▶ [EXERCISE] Find the line containing "For the weed" in the data below and repeat it, along with all later lines, exactly through the last one.
[RECORDS SHOWN]
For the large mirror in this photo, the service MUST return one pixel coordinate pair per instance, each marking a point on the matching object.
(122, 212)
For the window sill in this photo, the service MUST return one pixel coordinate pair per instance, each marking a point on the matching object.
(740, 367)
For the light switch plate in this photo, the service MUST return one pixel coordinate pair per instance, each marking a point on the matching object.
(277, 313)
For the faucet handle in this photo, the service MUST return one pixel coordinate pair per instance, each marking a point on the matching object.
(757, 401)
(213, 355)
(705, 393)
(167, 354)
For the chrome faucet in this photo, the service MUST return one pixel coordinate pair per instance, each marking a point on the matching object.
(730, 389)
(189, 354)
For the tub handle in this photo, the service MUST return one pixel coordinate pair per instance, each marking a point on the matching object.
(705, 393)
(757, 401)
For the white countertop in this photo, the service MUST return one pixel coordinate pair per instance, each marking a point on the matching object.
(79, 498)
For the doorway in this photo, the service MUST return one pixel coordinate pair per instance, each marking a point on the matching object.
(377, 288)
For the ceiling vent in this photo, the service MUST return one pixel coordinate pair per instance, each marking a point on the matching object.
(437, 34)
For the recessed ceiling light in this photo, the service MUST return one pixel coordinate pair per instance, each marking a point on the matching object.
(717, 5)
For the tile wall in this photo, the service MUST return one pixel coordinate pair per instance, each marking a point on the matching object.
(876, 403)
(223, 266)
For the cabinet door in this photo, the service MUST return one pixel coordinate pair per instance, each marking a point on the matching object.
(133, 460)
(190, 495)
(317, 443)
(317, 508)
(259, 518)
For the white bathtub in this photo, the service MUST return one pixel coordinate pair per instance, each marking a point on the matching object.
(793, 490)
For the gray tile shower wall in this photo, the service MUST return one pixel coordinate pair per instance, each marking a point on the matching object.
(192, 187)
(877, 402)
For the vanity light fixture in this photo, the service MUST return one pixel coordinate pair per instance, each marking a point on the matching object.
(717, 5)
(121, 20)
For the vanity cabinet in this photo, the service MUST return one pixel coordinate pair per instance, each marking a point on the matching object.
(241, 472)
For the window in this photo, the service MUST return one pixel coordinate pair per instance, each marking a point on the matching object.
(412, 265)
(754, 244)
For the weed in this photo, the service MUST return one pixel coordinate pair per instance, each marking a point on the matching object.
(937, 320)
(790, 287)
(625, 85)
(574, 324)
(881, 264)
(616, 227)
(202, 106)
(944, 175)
[/RECORDS SHOWN]
▶ [EXERCISE RESULT]
For the weed in this photo, the service MUST return one pixel coordinate pair per instance, each marking a point on the matching object.
(937, 320)
(790, 287)
(625, 85)
(574, 324)
(881, 264)
(616, 227)
(202, 106)
(944, 175)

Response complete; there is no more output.